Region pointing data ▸
[Start of Attachment]

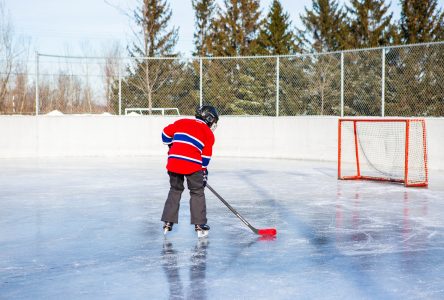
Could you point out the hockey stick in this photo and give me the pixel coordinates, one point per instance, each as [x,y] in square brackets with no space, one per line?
[263,232]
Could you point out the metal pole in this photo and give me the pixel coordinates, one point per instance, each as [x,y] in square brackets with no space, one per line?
[383,84]
[120,89]
[37,100]
[200,83]
[277,86]
[342,84]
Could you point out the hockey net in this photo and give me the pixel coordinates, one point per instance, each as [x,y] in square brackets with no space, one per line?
[383,149]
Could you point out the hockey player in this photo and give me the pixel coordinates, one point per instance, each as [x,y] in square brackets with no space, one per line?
[190,144]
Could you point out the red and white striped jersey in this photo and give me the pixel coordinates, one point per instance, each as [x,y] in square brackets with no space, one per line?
[192,145]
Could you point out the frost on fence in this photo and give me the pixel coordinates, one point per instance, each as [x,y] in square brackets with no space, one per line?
[414,81]
[241,86]
[393,81]
[310,85]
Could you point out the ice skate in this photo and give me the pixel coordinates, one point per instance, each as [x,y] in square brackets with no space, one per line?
[202,230]
[168,226]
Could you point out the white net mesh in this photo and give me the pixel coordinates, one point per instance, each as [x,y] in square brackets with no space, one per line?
[376,149]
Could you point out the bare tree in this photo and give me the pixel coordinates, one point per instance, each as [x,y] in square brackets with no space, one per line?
[111,71]
[6,54]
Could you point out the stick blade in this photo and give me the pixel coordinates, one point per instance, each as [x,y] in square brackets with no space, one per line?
[267,232]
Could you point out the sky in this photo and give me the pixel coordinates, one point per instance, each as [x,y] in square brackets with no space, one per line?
[90,27]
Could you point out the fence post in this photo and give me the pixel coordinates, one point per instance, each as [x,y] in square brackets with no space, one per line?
[383,84]
[342,84]
[120,88]
[277,85]
[37,100]
[200,83]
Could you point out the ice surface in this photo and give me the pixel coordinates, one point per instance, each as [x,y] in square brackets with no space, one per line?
[89,228]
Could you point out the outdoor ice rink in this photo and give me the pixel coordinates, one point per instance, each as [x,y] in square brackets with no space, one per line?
[89,228]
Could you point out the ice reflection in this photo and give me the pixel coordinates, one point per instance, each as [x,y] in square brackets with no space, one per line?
[197,270]
[171,268]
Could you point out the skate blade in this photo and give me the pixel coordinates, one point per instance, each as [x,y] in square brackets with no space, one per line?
[202,233]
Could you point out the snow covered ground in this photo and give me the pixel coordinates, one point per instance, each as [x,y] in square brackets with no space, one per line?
[89,228]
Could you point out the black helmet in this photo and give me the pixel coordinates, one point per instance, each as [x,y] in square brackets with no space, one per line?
[208,114]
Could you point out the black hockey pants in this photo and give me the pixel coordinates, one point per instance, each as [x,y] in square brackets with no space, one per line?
[198,207]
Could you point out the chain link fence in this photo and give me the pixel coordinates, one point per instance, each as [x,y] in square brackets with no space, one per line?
[392,81]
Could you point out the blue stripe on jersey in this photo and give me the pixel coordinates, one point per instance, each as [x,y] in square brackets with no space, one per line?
[185,138]
[196,161]
[166,139]
[205,161]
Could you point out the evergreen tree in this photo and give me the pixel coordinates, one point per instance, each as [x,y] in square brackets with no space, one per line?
[370,24]
[277,36]
[153,19]
[236,29]
[421,21]
[149,76]
[325,27]
[204,12]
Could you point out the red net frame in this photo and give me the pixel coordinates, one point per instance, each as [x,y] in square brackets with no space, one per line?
[407,135]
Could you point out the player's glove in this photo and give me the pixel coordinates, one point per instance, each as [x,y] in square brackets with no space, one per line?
[205,176]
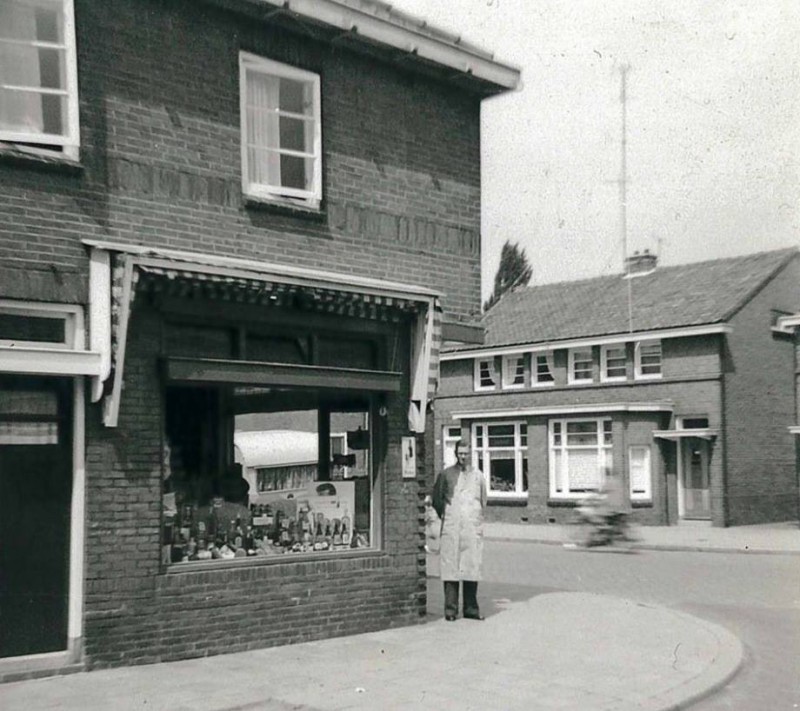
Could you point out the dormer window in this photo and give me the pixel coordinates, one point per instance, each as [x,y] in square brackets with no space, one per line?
[542,371]
[513,371]
[580,365]
[648,360]
[485,374]
[614,363]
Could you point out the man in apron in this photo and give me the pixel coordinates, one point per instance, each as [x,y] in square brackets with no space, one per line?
[459,497]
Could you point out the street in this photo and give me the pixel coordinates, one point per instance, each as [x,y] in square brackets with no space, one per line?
[757,597]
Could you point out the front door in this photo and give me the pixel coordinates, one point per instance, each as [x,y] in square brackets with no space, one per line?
[695,478]
[35,491]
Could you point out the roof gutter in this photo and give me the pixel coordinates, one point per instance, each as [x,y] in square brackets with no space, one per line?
[442,51]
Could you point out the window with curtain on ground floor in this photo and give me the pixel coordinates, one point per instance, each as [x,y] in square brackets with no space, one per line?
[500,451]
[580,454]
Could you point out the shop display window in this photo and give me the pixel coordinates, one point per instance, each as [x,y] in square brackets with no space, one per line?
[256,473]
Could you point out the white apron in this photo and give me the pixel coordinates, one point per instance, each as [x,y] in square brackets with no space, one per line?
[461,543]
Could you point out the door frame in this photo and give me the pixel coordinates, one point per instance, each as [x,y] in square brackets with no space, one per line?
[49,362]
[683,442]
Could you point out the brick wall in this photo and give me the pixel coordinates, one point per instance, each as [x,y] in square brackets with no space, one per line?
[160,158]
[761,483]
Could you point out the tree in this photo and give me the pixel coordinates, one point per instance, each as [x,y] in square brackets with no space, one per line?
[514,270]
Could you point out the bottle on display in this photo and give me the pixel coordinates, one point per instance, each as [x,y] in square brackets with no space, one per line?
[345,530]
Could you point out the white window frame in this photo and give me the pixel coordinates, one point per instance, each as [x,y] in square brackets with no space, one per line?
[559,486]
[477,374]
[70,314]
[42,143]
[573,352]
[604,352]
[646,494]
[638,374]
[306,198]
[450,435]
[535,382]
[520,453]
[511,366]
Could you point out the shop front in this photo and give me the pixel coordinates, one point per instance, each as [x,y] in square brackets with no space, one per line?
[252,425]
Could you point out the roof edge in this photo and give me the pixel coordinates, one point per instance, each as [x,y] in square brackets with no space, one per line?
[747,298]
[401,31]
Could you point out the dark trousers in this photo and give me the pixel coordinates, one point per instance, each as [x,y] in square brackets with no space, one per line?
[470,597]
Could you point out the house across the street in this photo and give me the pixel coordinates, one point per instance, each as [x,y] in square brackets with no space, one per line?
[676,378]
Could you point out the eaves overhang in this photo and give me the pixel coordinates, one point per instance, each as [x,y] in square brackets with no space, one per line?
[627,337]
[378,28]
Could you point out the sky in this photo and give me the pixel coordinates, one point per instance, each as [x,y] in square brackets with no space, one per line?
[712,129]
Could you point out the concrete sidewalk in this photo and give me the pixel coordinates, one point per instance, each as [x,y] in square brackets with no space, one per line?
[762,538]
[566,651]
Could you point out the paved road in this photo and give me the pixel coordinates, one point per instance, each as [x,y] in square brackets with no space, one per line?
[757,597]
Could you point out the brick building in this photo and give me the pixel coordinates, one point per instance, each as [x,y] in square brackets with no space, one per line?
[677,379]
[213,218]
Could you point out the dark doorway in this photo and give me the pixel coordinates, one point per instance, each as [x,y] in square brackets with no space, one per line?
[35,492]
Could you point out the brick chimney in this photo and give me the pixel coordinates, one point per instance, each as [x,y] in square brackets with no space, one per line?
[640,264]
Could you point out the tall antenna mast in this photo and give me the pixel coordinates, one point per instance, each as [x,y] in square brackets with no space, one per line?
[623,189]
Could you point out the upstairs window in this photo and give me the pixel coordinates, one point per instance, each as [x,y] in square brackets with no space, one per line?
[514,371]
[500,451]
[38,76]
[281,132]
[614,363]
[580,365]
[485,374]
[648,360]
[542,372]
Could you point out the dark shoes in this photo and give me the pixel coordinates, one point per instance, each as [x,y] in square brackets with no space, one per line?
[474,616]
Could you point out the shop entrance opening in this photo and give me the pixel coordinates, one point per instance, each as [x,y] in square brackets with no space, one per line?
[35,490]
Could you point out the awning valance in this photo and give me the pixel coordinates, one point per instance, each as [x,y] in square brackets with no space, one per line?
[675,435]
[119,272]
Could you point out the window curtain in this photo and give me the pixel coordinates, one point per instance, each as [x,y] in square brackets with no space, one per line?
[263,129]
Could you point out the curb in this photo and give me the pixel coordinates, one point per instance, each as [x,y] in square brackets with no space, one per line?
[676,547]
[726,666]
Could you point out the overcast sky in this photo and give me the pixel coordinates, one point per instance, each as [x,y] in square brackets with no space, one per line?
[713,128]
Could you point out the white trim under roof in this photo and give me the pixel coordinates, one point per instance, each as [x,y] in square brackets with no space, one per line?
[601,407]
[675,435]
[787,324]
[48,361]
[445,51]
[681,332]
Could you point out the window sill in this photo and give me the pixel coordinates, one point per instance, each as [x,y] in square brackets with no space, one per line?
[565,503]
[207,566]
[10,155]
[288,209]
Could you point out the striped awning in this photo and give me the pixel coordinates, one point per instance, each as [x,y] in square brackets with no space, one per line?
[127,271]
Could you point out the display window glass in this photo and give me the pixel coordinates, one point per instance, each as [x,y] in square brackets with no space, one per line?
[257,473]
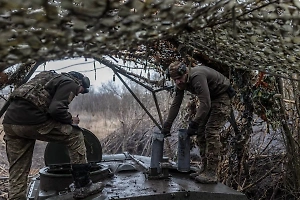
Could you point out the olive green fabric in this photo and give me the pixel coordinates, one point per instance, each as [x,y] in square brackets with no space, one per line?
[207,84]
[60,92]
[20,140]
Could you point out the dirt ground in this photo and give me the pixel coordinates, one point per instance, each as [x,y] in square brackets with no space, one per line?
[37,163]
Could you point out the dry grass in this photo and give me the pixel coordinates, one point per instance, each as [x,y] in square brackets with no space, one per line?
[97,124]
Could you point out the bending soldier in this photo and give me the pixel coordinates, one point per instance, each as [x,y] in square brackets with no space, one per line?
[39,111]
[214,92]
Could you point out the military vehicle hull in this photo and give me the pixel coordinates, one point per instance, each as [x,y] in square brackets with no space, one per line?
[125,177]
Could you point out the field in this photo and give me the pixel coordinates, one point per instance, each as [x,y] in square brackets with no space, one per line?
[101,128]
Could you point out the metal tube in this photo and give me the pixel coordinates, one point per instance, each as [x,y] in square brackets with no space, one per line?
[183,152]
[156,152]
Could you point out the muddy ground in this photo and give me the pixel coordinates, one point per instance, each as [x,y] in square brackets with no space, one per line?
[37,163]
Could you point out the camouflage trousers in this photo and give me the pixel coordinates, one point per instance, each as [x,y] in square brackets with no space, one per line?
[20,141]
[208,135]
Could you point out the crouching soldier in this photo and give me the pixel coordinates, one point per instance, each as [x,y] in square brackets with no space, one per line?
[38,110]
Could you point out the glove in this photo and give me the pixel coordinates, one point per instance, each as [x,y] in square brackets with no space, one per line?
[166,129]
[192,129]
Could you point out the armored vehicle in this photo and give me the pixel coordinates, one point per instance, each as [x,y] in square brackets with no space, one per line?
[126,176]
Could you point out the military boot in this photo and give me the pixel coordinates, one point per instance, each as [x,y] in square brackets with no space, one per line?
[201,169]
[82,182]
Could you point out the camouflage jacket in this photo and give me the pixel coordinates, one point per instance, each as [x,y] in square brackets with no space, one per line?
[206,83]
[45,96]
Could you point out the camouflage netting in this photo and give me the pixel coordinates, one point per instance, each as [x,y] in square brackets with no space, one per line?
[249,34]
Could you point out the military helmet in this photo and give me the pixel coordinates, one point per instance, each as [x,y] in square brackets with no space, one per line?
[85,81]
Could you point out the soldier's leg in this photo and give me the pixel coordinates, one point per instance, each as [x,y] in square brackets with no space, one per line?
[201,142]
[19,153]
[66,134]
[218,116]
[73,138]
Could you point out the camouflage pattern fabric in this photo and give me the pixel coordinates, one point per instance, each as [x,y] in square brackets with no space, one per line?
[35,90]
[20,141]
[208,137]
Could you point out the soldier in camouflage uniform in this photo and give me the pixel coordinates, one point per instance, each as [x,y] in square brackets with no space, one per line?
[213,92]
[39,111]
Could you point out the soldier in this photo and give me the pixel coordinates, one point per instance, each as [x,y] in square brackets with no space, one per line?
[39,111]
[214,92]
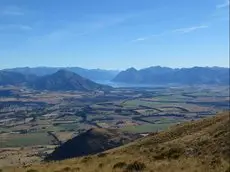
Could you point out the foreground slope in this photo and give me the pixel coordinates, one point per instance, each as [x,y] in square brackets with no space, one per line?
[194,146]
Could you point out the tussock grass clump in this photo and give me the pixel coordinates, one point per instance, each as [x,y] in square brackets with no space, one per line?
[135,167]
[120,165]
[32,170]
[100,155]
[171,153]
[86,159]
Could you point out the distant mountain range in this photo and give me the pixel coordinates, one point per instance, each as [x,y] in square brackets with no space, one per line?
[92,74]
[65,80]
[75,78]
[165,75]
[62,80]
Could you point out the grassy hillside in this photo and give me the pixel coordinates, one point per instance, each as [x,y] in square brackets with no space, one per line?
[197,146]
[92,141]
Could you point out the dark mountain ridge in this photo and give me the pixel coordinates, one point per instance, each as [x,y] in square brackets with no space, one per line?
[62,80]
[92,74]
[92,141]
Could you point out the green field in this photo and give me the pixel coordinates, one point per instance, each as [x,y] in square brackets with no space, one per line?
[147,128]
[21,140]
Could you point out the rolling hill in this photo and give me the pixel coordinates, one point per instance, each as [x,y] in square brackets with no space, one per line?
[11,78]
[92,74]
[193,146]
[64,80]
[92,141]
[164,75]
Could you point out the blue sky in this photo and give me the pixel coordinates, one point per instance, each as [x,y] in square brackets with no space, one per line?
[114,34]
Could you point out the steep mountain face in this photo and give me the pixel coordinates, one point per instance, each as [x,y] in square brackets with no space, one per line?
[163,75]
[92,74]
[92,141]
[11,78]
[65,80]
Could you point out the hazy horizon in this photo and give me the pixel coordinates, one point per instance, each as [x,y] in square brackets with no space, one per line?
[114,35]
[111,69]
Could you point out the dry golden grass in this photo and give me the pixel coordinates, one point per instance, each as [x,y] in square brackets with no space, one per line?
[201,146]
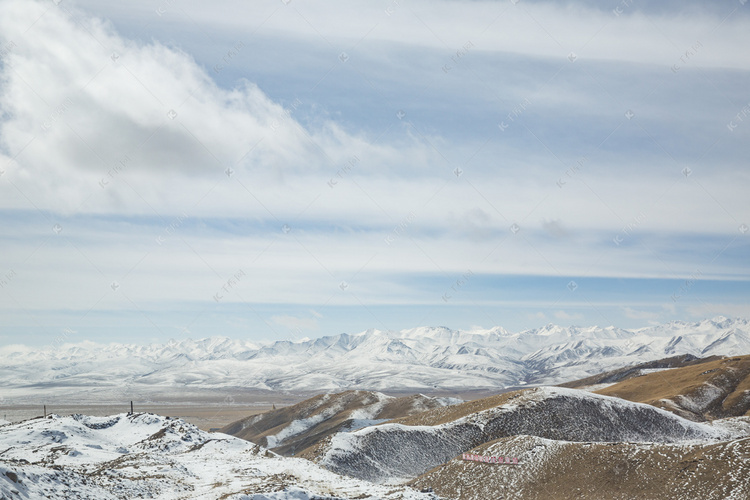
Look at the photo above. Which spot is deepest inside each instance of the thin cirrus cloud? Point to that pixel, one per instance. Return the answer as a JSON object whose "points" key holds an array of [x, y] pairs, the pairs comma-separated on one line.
{"points": [[382, 152]]}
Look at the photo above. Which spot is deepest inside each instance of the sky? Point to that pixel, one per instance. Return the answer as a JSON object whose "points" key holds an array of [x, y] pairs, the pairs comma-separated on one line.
{"points": [[282, 169]]}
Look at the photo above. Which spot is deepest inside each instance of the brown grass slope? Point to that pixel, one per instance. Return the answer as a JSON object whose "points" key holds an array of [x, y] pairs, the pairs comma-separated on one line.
{"points": [[563, 470], [705, 391], [335, 410], [628, 372]]}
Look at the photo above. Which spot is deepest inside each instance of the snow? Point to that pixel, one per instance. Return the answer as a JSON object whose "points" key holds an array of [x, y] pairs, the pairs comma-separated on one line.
{"points": [[393, 452], [418, 359], [149, 456]]}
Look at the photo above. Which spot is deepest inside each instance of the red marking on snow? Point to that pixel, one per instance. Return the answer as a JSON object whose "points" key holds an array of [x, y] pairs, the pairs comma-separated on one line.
{"points": [[489, 459]]}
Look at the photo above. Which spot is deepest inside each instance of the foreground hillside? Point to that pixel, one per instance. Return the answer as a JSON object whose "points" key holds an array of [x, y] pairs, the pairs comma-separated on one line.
{"points": [[409, 447], [148, 456], [297, 427], [594, 471], [704, 391]]}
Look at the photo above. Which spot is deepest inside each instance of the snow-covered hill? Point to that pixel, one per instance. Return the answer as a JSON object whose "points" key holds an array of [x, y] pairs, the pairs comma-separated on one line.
{"points": [[420, 359], [395, 450], [149, 456], [297, 427]]}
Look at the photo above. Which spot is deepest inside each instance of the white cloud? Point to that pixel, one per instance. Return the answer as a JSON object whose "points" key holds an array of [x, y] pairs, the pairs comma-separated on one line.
{"points": [[295, 323]]}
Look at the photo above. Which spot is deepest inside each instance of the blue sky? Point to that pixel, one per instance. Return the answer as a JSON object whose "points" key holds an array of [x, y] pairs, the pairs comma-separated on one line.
{"points": [[295, 169]]}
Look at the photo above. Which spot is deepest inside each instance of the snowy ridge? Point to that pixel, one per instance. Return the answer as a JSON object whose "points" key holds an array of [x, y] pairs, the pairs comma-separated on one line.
{"points": [[382, 453], [149, 456], [438, 358]]}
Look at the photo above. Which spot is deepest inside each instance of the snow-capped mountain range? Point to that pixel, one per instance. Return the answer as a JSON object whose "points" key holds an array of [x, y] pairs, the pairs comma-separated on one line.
{"points": [[421, 359]]}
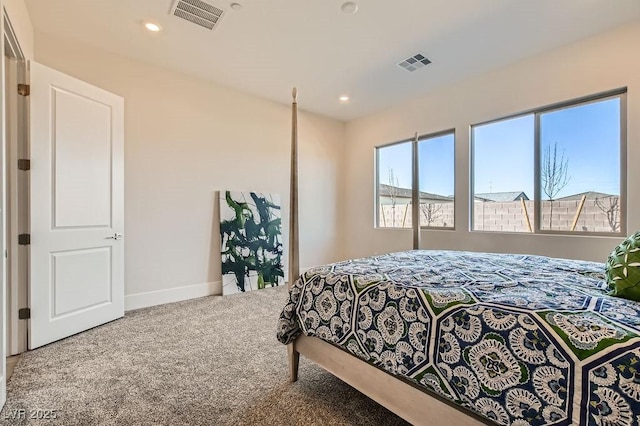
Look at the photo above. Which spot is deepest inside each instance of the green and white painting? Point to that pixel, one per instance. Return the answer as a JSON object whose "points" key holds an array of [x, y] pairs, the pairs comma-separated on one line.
{"points": [[251, 236]]}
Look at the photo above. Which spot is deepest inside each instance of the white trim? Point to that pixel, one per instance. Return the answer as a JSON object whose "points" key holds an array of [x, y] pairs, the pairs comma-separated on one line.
{"points": [[176, 294]]}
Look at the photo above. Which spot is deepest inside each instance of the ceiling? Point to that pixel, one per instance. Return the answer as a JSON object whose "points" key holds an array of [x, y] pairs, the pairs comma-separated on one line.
{"points": [[272, 45]]}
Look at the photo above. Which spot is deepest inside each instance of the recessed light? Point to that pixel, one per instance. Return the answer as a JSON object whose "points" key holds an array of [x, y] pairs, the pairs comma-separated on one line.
{"points": [[152, 26], [349, 7]]}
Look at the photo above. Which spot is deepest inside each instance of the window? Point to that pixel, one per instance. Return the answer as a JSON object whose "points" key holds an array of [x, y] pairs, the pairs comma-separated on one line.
{"points": [[436, 180], [394, 185], [565, 177]]}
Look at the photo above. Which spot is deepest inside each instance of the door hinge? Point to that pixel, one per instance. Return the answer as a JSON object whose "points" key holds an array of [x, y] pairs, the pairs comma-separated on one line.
{"points": [[24, 313], [24, 89], [24, 164], [24, 239]]}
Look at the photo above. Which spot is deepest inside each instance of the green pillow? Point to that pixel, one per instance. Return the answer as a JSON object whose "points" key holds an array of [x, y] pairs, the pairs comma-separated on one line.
{"points": [[623, 269]]}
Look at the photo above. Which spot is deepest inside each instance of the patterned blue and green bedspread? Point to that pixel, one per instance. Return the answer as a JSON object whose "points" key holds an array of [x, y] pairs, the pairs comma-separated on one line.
{"points": [[519, 339]]}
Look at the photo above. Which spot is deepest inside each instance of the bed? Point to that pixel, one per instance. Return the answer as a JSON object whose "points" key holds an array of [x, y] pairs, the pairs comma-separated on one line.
{"points": [[518, 339], [462, 338]]}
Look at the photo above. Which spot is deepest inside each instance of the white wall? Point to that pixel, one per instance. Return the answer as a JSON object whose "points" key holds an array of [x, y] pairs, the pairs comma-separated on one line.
{"points": [[598, 64], [185, 139], [21, 23]]}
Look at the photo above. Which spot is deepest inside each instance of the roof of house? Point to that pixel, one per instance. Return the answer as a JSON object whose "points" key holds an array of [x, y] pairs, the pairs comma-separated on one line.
{"points": [[388, 190], [501, 197], [591, 195]]}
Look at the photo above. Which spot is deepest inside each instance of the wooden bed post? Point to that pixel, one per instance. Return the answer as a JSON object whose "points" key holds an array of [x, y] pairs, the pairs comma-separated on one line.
{"points": [[415, 196], [294, 266]]}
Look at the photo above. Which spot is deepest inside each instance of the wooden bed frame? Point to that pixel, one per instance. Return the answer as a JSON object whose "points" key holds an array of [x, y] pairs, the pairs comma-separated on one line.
{"points": [[407, 401]]}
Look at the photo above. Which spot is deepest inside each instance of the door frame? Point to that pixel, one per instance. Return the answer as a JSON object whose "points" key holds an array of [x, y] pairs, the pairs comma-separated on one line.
{"points": [[16, 197]]}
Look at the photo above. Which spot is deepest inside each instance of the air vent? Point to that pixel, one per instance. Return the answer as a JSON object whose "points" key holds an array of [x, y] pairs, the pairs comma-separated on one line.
{"points": [[415, 62], [199, 12]]}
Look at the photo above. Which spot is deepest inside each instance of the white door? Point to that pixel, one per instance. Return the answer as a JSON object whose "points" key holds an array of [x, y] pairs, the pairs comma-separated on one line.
{"points": [[76, 278]]}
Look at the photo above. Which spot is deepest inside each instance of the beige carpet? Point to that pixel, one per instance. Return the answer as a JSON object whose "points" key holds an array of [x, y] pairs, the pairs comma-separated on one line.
{"points": [[209, 361]]}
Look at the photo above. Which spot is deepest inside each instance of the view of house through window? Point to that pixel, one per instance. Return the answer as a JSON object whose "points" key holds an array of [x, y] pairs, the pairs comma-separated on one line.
{"points": [[579, 157], [580, 167], [394, 185], [436, 180], [503, 175]]}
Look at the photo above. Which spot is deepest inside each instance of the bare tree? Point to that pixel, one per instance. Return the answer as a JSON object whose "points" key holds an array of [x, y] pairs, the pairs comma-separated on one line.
{"points": [[612, 209], [431, 212], [554, 175]]}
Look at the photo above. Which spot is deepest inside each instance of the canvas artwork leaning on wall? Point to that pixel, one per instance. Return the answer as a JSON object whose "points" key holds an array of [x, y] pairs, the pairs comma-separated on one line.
{"points": [[251, 237]]}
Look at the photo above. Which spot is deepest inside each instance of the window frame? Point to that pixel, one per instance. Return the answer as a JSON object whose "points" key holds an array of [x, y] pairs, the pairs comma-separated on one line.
{"points": [[441, 133], [376, 218], [620, 94], [411, 141]]}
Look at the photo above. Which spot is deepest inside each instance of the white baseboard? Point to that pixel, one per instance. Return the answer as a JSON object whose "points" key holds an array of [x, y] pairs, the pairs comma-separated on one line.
{"points": [[177, 294]]}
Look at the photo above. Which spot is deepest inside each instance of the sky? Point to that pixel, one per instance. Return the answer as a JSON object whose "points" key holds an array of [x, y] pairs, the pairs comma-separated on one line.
{"points": [[587, 135]]}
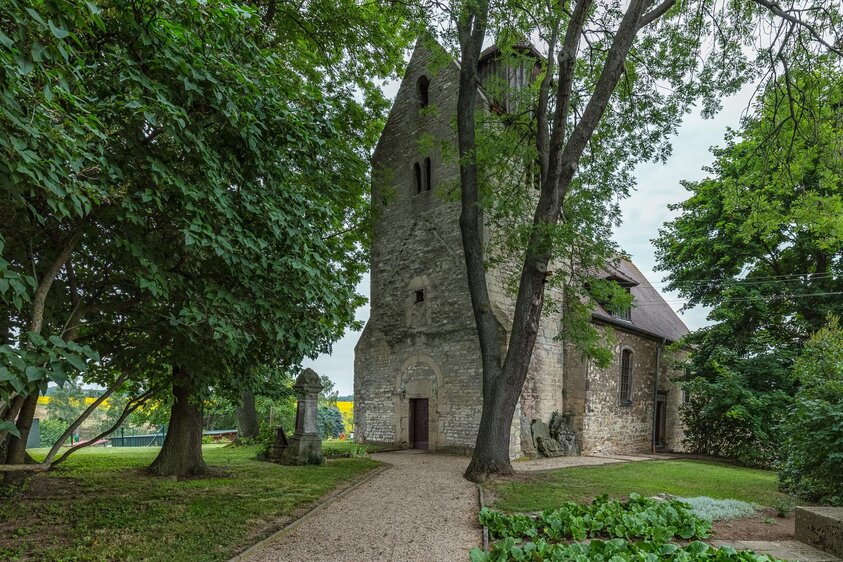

[End of Attachment]

Exercise details ▸ Repeat exactly the lines from the one holding "the white baseboard?" through the last line of the entries, both included; the pictures do not belong in the copy.

Exercise solution ▸
Look at the photo above. Which spot is deepest inside each instance of the white baseboard? Point to that pixel, one per instance. Return the answer as a JSON object whose "points" key holds an array of [x, y] pairs, the pairs comma-separated on one line.
{"points": [[177, 294]]}
Look at the photo above. Which spot is deepest inside each instance of the sky? Point to that pixel, one per instance. Return the answer as a JSON object whose "points" key holds an array of [x, y] pairs, the pairs comma-separated on one line.
{"points": [[587, 135]]}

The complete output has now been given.